Top of Selected text

We know a few things about Long’s life. He had been a member of Crabapple First Baptist Church and was on the Youth Student Ministry team in 2018, according to the church’s since-deleted Facebook page. Crabapple is part of a Southern Baptist Convention group called Founders Ministries, which has helped lead the movement to push the SBC into more conservative corners in recent years. The Washington Post notes that Founders has “described ‘white fragility’ as ‘racism’ and called critical race theory ‘godless and materialistic ideologies.'”

The New York Times spoke to Brett Cottrell, who was the youth pastor at Crabapple while Long attended. He described Long as “one of those core young men involved in everything we did.”

“The other kids looked up to him, especially the young ones,” Cottrell said.

“There’s nothing that I’m aware of at Crabapple that would give approval to this,” Cottrell told the Post. “I’m assuming it’s as shocking and numbing to them as it has been to me.”

USA Today spoke with several people who lived with Long at various points, who said he had gone to rehab for a sex addiction and was plagued with guilty feelings about visiting massage parlors. “He felt absolutely merciless remorse,” said one.

“When I saw the headlines, my mind went straight to him, because those were the places he would frequent,” the former roommate continued. “I always thought he’d do something, but I thought he would harm himself, not something like this.”

Long’s story prompted a Georgia sheriff’s deputy named Captain Jay Baker to characterize the shooter’s actions as the product of “a really bad day,” noting that the police department has not yet determined whether or not the shooting was a hate crime. Baker’s comments were widely criticized on social media, especially after Buzzfeed News discovered that Baker himself had promoted t-shirts with anti-Asian messages on them. The shirts quoted the rhetoric of former President Donald Trump, calling the coronavirus a “imported virus from Chy-na.” Baker told people to “place your order while they last.” All of this led to some skepticism about whether or not this department could be trusted to make the call on whether or not this constitutes a hate crime.

Even if we take Long’s comments at face value, the fact that he blamed what he did on a sex addiction does not necessarily mean race was not a factor, especially since he appears to have avoided similar businesses in the areas that were not Asian-owned. Grace Kao, an expert on Asian American studies at Yale University told USA Today that “Asian American women have been viewed as exotic and feminine objects in U.S. mass media and suspected of prostitution from the earliest U.S. immigration restrictions.” This dehumanization can leave women of Asian descent vulnerable to sexual violence in unique and, as we’ve seen, horrifying ways.

Bottom of Selected text
Top of Records provided

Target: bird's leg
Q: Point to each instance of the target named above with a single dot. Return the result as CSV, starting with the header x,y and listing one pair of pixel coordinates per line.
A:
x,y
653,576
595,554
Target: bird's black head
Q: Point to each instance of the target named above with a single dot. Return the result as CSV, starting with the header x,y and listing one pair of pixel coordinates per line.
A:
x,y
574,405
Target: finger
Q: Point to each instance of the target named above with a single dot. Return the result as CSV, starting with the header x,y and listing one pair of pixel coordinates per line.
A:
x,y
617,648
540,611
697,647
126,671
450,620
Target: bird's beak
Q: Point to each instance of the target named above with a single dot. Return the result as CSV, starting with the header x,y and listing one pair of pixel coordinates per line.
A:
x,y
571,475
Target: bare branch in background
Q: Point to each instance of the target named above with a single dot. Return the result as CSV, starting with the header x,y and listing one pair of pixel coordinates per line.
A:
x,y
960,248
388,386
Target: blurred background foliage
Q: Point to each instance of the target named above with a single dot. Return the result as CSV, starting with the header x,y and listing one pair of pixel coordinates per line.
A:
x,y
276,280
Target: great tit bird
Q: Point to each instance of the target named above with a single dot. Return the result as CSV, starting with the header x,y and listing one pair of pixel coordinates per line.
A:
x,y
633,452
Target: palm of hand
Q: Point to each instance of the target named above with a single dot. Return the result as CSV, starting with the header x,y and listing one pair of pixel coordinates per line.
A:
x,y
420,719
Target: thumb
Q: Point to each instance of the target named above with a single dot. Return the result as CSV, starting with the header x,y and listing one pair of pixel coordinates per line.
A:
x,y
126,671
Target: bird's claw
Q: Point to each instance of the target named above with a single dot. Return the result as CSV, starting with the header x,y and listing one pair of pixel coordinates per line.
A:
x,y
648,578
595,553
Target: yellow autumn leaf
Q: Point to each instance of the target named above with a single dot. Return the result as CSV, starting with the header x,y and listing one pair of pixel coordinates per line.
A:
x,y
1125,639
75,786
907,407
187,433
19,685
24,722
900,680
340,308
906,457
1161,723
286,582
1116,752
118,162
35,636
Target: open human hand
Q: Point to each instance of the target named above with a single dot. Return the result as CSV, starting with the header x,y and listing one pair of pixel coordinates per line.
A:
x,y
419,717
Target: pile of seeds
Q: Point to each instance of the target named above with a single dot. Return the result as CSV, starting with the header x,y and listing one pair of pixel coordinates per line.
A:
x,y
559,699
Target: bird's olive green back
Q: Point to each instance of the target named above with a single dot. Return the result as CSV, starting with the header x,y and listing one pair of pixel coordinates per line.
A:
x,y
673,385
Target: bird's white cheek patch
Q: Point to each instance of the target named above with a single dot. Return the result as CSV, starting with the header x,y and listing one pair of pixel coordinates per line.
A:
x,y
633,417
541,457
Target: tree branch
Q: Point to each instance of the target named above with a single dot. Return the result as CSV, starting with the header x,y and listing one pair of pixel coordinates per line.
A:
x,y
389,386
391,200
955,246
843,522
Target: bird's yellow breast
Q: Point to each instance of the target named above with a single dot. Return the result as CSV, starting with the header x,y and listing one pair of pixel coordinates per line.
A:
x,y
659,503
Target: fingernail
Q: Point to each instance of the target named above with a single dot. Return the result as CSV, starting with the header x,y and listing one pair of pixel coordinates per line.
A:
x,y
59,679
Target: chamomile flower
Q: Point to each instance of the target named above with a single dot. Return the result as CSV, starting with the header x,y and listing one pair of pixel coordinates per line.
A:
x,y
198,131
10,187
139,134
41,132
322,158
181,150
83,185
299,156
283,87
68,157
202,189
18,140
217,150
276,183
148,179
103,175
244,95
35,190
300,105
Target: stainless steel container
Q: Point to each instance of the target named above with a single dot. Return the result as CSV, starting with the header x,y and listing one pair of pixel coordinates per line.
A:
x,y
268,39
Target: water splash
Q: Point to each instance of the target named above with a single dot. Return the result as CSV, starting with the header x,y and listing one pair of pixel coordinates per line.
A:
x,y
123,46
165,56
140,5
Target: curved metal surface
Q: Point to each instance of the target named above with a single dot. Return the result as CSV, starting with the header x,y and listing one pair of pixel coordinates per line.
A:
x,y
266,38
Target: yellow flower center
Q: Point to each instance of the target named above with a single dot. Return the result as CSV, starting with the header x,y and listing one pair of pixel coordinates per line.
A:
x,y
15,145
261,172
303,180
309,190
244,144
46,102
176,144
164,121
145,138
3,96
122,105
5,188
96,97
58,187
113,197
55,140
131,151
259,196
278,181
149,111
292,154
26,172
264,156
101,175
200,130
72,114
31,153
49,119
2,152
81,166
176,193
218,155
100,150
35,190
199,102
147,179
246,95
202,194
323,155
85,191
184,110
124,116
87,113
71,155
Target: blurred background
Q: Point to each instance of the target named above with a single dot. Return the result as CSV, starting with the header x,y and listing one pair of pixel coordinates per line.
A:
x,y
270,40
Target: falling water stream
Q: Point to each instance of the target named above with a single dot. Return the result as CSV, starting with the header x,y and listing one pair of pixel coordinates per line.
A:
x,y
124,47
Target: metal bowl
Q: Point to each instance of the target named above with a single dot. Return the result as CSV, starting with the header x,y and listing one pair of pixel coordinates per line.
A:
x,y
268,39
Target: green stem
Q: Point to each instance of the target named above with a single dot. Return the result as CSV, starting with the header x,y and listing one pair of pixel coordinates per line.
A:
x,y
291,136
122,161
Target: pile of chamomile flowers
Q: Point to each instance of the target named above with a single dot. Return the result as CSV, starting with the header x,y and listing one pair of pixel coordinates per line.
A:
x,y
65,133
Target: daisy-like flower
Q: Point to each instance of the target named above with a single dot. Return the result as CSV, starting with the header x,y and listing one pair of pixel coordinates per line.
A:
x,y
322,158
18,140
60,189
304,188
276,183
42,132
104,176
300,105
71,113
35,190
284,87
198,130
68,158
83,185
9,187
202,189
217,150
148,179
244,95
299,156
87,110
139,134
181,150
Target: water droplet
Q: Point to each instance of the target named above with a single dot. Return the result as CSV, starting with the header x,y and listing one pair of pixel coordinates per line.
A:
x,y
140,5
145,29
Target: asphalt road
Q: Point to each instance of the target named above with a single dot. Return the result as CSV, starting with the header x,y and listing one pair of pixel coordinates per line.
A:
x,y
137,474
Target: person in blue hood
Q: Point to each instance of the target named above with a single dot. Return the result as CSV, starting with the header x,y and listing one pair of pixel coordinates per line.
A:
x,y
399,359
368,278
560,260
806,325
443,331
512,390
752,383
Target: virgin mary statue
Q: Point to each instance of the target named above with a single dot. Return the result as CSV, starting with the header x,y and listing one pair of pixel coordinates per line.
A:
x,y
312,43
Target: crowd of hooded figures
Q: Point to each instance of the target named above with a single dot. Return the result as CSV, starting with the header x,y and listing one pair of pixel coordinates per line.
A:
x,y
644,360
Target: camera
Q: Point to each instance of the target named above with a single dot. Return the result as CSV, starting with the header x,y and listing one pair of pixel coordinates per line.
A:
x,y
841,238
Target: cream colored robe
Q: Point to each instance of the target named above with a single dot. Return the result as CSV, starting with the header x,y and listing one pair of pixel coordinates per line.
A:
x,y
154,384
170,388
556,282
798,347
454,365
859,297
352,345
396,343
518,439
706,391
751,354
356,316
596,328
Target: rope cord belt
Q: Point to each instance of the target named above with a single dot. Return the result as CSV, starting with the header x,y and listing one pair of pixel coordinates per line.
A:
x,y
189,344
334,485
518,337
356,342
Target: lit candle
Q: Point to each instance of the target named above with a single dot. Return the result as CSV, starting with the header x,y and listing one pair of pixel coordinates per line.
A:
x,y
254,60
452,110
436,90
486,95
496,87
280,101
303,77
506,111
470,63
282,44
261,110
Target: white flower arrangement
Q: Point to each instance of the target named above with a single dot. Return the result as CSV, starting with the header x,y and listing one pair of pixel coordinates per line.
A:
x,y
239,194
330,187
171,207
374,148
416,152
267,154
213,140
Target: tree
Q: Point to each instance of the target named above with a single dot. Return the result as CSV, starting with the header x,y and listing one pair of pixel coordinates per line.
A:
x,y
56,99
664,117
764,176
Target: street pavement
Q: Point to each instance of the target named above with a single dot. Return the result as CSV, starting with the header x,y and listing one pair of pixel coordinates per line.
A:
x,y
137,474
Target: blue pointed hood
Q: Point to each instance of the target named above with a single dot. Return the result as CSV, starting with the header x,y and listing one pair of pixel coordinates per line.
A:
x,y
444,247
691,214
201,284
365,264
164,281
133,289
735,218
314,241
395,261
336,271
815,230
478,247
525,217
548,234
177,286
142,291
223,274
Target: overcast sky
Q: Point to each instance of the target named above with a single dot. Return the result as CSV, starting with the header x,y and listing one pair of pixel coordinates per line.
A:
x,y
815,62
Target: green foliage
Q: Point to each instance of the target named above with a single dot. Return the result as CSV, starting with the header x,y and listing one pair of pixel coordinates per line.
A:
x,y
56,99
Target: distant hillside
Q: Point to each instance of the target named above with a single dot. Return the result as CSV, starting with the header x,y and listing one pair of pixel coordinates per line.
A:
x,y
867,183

Bottom of Records provided
Top of Records provided

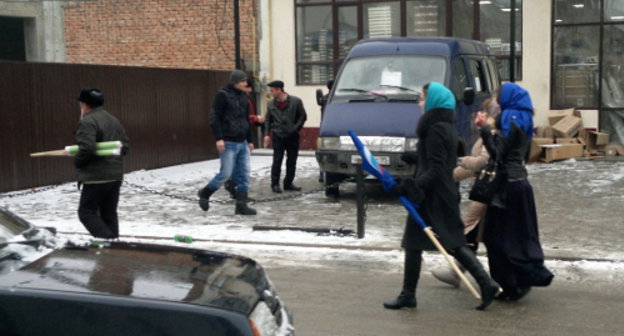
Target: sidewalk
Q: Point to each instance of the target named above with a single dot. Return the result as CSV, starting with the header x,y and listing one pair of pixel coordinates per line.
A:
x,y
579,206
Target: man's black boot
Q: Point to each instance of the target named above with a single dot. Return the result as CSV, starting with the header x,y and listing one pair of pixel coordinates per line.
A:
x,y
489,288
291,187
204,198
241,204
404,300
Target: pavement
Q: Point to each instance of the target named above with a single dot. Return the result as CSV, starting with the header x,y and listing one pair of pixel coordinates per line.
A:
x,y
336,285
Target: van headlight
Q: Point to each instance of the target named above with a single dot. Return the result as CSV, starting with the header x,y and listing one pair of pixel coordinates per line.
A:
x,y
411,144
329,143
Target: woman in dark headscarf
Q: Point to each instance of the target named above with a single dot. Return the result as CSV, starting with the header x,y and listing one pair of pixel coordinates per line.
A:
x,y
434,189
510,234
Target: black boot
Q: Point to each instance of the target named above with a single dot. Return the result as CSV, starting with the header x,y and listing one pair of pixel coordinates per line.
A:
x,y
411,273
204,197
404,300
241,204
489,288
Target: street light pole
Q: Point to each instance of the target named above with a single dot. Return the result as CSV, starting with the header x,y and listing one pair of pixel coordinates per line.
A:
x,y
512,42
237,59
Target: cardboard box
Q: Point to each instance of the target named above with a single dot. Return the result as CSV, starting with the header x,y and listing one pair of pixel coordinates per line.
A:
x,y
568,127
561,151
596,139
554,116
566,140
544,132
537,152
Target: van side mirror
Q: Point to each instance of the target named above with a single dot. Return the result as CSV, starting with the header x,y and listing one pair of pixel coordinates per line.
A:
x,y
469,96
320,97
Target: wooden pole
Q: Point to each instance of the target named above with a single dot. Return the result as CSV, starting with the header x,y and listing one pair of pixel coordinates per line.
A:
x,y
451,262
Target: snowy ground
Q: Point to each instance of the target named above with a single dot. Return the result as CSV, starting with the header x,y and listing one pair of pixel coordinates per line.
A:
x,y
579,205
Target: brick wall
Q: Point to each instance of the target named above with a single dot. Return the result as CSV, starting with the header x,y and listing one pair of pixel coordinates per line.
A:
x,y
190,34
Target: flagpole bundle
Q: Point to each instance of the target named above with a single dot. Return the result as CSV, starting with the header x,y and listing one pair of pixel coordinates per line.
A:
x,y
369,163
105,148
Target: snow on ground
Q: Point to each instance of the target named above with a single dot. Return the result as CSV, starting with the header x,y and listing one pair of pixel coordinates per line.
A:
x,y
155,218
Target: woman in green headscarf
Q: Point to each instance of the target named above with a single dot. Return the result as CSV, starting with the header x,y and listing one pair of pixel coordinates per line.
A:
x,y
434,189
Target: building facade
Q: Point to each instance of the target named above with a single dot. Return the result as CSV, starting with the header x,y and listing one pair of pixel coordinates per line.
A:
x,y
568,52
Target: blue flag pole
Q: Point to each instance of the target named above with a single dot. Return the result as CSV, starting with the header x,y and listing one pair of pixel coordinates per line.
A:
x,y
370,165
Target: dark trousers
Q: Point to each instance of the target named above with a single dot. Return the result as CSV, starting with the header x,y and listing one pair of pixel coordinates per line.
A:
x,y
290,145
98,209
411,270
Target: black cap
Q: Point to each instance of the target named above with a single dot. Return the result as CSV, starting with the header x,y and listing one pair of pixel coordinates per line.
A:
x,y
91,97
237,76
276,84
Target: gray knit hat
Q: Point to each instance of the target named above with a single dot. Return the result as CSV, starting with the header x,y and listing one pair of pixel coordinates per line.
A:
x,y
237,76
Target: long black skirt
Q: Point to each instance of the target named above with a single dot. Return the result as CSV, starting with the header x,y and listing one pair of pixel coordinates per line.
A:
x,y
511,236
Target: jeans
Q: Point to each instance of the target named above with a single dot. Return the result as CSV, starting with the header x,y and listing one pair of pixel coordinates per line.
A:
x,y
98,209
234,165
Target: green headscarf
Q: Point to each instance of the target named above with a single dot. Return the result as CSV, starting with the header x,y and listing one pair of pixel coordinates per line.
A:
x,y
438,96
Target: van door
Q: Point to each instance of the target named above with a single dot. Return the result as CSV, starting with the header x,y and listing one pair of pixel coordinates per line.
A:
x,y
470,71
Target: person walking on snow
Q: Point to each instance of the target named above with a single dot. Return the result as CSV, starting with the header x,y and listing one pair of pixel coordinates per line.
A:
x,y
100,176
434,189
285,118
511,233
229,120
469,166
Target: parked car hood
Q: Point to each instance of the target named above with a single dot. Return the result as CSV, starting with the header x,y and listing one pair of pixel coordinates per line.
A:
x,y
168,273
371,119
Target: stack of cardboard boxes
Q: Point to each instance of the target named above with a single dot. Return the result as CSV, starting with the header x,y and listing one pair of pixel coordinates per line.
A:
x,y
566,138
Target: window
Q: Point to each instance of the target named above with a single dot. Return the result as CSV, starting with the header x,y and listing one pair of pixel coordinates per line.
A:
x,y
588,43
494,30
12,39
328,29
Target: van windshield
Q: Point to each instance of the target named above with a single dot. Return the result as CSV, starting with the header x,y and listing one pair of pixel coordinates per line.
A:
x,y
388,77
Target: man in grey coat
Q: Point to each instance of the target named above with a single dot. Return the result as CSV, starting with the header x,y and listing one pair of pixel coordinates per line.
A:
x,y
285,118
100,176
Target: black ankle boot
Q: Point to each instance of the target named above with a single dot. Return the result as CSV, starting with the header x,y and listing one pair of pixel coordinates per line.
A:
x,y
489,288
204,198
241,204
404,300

Bottom of Records provided

Exercise A:
In the article about Long, what team at Crabapple First Baptist Church was he on in 2018?
Exercise B:
Duplicate the article about Long between "Long’s story prompted" and "constitutes a hate crime.", inclusive.
Exercise C:
Go on with the article about Long from its final sentence.

Result A:
The Youth Student Ministry team.

Result B:
Long’s story prompted a Georgia sheriff’s deputy named Captain Jay Baker to characterize the shooter’s actions as the product of “a really bad day,” noting that the police department has not yet determined whether or not the shooting was a hate crime. Baker’s comments were widely criticized on social media, especially after Buzzfeed News discovered that Baker himself had promoted t-shirts with anti-Asian messages on them. The shirts quoted the rhetoric of former President Donald Trump, calling the coronavirus a “imported virus from Chy-na.” Baker told people to “place your order while they last.” All of this led to some skepticism about whether or not this department could be trusted to make the call on whether or not this constitutes a hate crime.

Result C:
Sheila Gregoire is the author of The Great Sex Rescue, and is trying to correct the ways evangelicals are teaching younger generations about sex. “It’s time for the evangelical church to realize that the way we talk about sex and lust and porn poses a danger to women, as the Atlanta shooting all too horrifically showed us – and 8 people, including 7 women, died for it,” she tweeted. Her insightful thread highlighted how many popular Christian books about sex attempt to “protect” men from lust by teaching them reduce women to temptations to be avoided instead of humans to value.

“It is not too much of a stretch to see why someone steeped in this kind of language could see women as the enemy,” she continued. “Especially certain races of women who are often fetishized in pornography. And when they’re the enemy? Then you have to defeat them, with any means necessary.”

We still don’t know how much — if any — of what Long calls a “sex addiction” can be directly linked to his evangelical upbringing, although one former roommate USA Today spoke with said Long attributed his feelings of deep guilt to “his Christian faith.” But all these various threads are important context in the days ahead, since it’s easy to see the many potential causes of this tragedy.

But we need to get this right. It’s an unspeakable tragedy with the lost lives of eight people at its core. There’s a lot we don’t yet know about what led to the murders of Delaina Ashley Yaun, Paul Andre Michels, Xiaojie Tan, Daoyou Feng and the other victims whose names and stories we don’t yet. But we do know they were made in God’s image.